- _Directive_
Reproduce verbatim the portion of the data below that opens with the line containing "white flower and give its position." and closes with the line containing "494,194 -> 583,272", with both of those lines included. Output only that portion.

- _Exercise inputs_

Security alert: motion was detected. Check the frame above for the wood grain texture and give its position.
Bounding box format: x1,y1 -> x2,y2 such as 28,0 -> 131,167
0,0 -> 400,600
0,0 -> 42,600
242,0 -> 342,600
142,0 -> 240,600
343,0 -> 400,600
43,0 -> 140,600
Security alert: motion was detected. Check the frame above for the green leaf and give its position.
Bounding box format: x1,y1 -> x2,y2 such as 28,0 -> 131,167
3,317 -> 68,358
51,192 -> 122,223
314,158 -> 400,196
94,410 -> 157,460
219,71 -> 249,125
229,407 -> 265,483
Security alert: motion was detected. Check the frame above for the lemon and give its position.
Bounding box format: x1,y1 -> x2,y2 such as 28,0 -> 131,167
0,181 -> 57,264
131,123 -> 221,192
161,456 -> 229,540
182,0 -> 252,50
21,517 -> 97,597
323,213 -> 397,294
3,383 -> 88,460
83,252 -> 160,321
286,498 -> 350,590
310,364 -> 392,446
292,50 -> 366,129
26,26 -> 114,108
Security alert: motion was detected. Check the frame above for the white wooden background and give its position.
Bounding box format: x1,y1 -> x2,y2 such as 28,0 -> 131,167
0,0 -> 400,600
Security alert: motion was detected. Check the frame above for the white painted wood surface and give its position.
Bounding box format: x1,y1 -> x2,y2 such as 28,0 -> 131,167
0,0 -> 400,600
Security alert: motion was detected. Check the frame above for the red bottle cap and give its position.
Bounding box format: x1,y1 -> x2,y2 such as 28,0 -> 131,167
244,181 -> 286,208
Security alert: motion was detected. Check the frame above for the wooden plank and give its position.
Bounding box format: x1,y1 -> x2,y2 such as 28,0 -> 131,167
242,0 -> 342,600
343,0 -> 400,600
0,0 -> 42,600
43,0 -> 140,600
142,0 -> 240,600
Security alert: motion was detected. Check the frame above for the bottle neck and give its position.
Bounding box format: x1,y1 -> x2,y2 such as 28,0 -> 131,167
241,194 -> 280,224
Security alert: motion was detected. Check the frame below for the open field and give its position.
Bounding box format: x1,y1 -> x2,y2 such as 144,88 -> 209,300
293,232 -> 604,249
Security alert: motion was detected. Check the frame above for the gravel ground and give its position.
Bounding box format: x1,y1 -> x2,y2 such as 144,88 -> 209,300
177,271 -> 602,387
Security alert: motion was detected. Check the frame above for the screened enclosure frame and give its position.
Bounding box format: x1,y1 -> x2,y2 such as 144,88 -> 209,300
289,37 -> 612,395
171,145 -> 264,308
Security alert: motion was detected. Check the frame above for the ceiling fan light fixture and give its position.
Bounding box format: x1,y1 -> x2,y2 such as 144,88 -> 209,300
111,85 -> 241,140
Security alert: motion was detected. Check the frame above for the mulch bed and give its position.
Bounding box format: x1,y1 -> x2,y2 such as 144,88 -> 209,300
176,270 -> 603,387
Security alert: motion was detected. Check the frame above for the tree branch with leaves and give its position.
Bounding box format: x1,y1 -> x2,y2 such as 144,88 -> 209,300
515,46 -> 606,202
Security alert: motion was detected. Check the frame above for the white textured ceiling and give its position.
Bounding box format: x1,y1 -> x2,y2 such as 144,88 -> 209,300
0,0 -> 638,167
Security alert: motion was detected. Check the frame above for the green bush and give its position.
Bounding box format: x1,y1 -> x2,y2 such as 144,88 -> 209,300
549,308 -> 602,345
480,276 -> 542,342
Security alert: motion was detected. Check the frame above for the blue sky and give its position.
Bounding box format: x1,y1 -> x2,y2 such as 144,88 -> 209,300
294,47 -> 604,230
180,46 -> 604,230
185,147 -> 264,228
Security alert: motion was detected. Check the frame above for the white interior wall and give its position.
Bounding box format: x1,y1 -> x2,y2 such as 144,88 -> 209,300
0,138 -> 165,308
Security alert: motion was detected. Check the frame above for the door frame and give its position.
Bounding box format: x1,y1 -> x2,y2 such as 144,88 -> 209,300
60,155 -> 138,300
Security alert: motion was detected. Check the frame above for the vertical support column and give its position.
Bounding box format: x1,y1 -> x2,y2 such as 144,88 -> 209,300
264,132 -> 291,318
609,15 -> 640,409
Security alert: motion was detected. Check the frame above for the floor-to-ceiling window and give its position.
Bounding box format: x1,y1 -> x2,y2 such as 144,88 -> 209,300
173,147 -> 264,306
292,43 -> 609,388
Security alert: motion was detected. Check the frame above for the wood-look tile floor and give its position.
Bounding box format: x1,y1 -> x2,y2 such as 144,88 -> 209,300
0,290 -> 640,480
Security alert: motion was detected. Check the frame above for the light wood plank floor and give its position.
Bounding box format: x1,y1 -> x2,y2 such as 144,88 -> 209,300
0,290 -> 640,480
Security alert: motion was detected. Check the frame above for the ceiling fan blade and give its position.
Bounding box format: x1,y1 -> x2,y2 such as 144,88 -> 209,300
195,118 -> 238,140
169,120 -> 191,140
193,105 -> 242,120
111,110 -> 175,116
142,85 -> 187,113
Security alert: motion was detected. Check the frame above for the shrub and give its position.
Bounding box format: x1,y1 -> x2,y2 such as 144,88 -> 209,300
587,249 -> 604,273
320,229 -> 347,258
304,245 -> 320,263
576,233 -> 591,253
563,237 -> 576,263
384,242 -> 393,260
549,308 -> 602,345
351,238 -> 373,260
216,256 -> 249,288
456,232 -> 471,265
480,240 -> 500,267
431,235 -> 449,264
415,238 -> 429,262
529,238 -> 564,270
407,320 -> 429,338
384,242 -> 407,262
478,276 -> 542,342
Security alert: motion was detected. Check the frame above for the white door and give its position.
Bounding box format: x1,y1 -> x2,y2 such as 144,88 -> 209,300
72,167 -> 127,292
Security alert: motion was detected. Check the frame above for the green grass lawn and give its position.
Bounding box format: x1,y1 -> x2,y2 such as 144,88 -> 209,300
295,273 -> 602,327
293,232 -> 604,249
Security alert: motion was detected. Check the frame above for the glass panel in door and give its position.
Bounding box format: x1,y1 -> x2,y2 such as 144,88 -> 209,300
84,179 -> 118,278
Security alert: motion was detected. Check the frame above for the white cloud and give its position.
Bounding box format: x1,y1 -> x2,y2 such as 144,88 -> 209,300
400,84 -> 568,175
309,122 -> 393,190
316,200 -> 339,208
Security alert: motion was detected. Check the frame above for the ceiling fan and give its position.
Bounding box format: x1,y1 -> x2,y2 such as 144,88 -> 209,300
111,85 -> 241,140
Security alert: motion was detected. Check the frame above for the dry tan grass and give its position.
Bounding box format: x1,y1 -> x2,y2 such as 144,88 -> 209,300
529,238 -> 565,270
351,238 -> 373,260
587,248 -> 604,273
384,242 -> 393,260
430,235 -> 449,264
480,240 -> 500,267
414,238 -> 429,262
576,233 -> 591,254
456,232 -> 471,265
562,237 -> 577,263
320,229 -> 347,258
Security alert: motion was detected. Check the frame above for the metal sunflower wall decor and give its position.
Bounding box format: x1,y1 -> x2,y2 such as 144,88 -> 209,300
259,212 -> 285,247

---

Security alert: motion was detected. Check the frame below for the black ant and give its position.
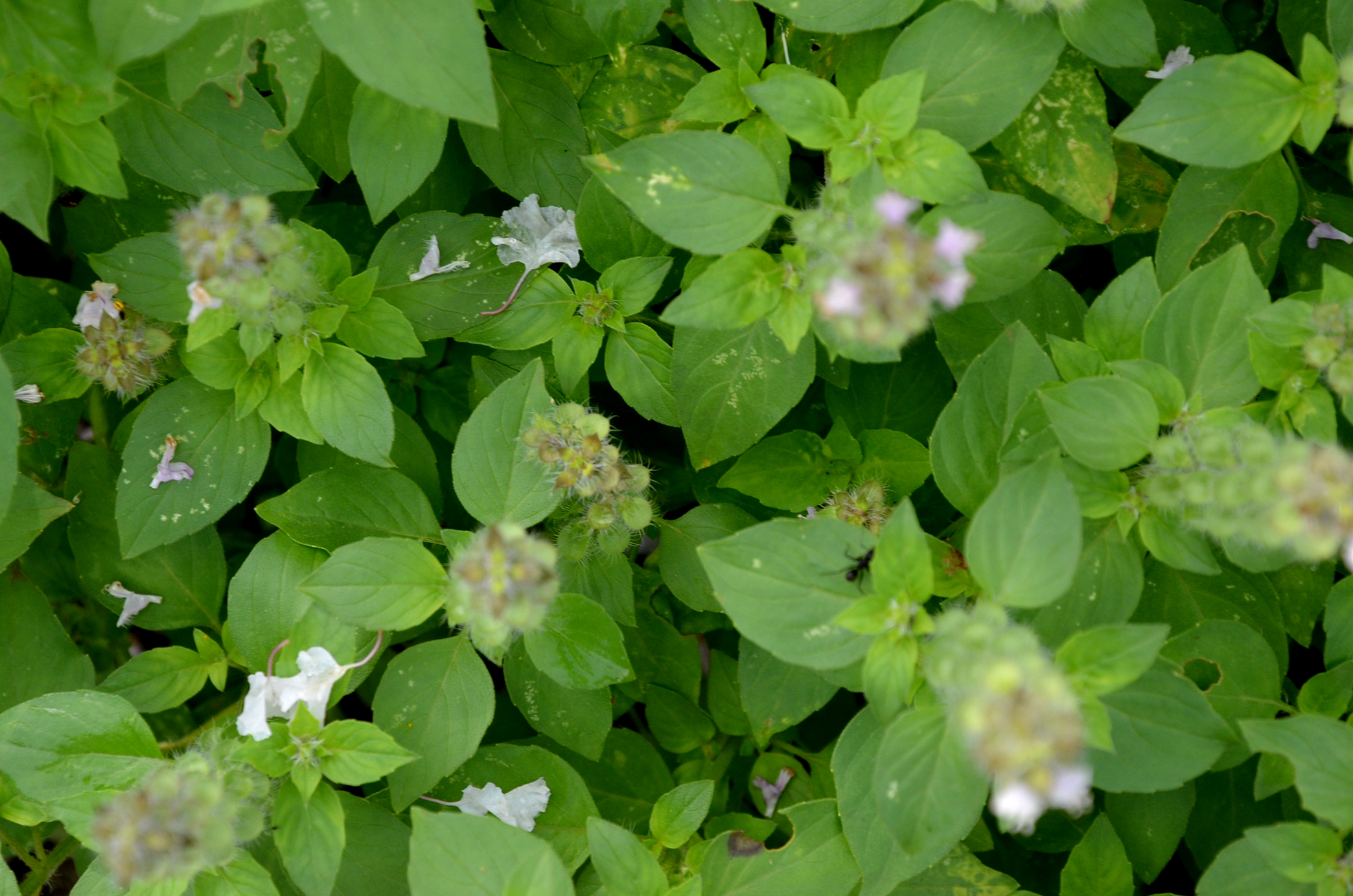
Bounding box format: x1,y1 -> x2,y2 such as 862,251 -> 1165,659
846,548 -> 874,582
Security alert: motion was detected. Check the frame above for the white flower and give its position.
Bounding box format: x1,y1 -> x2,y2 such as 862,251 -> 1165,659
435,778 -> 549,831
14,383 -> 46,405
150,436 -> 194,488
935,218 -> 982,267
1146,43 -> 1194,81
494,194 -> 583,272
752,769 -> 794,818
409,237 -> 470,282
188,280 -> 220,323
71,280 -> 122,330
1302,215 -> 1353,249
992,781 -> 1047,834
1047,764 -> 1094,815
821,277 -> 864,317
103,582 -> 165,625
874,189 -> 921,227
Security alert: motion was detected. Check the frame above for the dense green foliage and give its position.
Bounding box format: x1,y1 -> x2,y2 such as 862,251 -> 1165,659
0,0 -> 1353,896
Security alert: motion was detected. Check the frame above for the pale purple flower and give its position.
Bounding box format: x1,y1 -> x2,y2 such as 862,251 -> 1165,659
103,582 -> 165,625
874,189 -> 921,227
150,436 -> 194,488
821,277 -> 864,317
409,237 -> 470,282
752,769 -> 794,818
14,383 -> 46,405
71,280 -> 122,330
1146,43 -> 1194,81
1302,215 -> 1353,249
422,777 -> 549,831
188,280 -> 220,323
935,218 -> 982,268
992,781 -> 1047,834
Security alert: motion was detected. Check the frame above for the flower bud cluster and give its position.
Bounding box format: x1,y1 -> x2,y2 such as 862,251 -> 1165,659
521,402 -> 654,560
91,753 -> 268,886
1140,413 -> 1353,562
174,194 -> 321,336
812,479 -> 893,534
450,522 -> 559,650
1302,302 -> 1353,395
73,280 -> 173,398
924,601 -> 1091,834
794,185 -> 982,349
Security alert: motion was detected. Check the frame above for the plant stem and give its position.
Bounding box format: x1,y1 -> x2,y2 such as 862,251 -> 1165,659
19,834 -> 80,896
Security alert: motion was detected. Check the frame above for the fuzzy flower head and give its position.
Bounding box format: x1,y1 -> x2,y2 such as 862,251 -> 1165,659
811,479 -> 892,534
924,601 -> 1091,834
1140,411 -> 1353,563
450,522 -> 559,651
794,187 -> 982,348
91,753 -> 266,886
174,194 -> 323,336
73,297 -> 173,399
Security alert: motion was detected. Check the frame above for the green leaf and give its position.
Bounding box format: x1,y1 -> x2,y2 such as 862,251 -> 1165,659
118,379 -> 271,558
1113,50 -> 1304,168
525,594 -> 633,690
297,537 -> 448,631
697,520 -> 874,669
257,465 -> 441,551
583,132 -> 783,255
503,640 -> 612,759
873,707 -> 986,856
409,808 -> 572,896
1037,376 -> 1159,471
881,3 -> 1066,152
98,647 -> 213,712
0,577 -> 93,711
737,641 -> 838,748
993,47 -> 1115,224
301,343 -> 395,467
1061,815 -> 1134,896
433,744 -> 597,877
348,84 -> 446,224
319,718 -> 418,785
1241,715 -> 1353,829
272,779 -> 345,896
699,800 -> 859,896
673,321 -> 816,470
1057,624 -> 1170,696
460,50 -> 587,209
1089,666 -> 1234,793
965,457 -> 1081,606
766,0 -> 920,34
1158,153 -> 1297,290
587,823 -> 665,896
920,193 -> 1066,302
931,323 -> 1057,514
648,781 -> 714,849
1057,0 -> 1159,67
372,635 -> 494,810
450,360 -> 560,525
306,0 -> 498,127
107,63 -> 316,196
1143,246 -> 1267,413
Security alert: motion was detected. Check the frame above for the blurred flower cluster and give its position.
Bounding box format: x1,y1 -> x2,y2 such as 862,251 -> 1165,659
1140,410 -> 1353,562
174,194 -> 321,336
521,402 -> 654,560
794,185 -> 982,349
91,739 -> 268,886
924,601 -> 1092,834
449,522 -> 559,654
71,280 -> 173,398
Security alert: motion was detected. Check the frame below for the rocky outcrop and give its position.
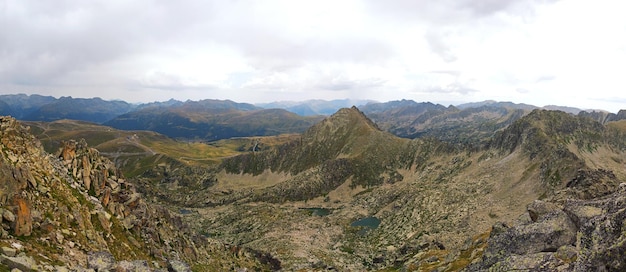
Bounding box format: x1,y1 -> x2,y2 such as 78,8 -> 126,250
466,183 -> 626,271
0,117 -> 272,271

==

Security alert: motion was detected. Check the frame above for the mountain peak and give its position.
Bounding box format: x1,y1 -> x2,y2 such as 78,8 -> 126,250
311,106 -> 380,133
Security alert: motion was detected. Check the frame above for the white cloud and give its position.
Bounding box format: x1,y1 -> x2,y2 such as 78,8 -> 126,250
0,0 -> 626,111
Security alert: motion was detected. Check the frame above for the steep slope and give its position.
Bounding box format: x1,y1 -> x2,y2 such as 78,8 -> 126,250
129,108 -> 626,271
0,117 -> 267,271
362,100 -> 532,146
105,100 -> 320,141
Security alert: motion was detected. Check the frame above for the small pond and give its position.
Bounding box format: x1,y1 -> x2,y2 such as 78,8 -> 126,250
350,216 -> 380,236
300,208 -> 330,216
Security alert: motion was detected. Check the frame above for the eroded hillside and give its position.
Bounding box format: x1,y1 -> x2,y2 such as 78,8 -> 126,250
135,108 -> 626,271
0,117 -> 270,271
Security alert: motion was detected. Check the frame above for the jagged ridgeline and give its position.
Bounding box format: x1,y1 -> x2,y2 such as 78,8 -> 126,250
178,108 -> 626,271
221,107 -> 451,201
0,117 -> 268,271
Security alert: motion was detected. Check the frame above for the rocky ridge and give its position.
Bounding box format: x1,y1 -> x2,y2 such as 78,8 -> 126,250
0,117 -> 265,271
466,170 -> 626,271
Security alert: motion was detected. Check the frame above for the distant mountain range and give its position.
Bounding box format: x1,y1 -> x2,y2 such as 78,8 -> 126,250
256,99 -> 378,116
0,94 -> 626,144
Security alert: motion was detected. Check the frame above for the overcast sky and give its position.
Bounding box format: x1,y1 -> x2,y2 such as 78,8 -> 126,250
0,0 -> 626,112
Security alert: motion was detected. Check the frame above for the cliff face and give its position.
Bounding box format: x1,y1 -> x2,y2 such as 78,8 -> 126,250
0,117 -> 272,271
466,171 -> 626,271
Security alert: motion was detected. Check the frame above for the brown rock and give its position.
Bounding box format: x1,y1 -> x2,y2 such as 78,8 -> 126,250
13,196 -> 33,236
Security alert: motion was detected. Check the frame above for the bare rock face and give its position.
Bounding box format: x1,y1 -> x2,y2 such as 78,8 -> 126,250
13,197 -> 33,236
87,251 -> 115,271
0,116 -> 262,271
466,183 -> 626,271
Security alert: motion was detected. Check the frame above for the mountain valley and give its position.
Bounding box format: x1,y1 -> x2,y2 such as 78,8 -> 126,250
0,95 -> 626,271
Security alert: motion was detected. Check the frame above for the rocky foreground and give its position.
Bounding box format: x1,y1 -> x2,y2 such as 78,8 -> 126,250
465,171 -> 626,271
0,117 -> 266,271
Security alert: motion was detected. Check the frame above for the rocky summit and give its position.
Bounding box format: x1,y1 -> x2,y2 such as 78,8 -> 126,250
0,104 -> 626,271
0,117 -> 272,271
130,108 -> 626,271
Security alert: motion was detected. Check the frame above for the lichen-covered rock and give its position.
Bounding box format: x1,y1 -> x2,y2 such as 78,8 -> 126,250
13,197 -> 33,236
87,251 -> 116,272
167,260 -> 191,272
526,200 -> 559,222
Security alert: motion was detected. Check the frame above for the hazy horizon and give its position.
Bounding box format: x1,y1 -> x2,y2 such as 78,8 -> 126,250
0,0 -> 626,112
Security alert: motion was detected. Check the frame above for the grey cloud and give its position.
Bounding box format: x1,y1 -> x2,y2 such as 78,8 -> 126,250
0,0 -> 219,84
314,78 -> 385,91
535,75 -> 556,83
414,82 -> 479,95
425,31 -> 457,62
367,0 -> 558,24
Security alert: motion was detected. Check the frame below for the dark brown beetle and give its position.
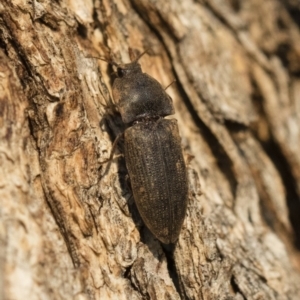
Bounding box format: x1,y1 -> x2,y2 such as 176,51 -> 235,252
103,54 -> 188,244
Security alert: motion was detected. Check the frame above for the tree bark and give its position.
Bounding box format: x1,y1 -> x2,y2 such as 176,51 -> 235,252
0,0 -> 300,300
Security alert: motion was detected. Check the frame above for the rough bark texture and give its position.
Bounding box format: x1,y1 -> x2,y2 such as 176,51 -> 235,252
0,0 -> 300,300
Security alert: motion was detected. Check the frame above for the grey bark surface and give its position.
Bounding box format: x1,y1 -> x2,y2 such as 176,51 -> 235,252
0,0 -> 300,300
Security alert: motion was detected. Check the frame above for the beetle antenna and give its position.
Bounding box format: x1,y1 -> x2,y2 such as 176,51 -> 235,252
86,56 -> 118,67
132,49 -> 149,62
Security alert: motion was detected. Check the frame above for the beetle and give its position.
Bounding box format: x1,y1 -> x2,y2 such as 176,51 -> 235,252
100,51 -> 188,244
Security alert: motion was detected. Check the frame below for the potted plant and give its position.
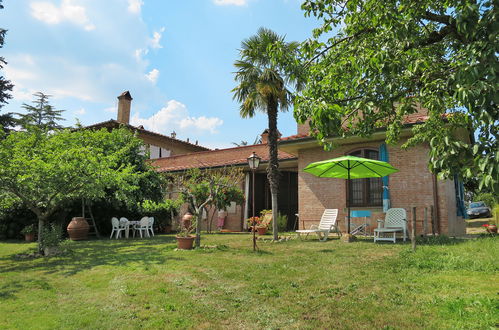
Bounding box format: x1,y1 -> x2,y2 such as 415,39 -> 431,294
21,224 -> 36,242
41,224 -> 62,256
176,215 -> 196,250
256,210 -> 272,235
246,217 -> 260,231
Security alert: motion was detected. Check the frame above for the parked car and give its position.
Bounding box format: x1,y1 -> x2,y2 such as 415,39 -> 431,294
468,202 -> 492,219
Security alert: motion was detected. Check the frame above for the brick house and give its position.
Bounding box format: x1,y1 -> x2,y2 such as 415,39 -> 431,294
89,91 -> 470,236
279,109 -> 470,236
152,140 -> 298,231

- _Solution_
Security alert: motion was detected. Check the frame above for the white flower and give its position.
Bounding box format: x1,y1 -> x2,y2 such as 862,251 -> 1165,659
435,778 -> 549,831
14,383 -> 46,405
150,436 -> 194,488
935,218 -> 982,267
1146,43 -> 1194,81
494,194 -> 583,272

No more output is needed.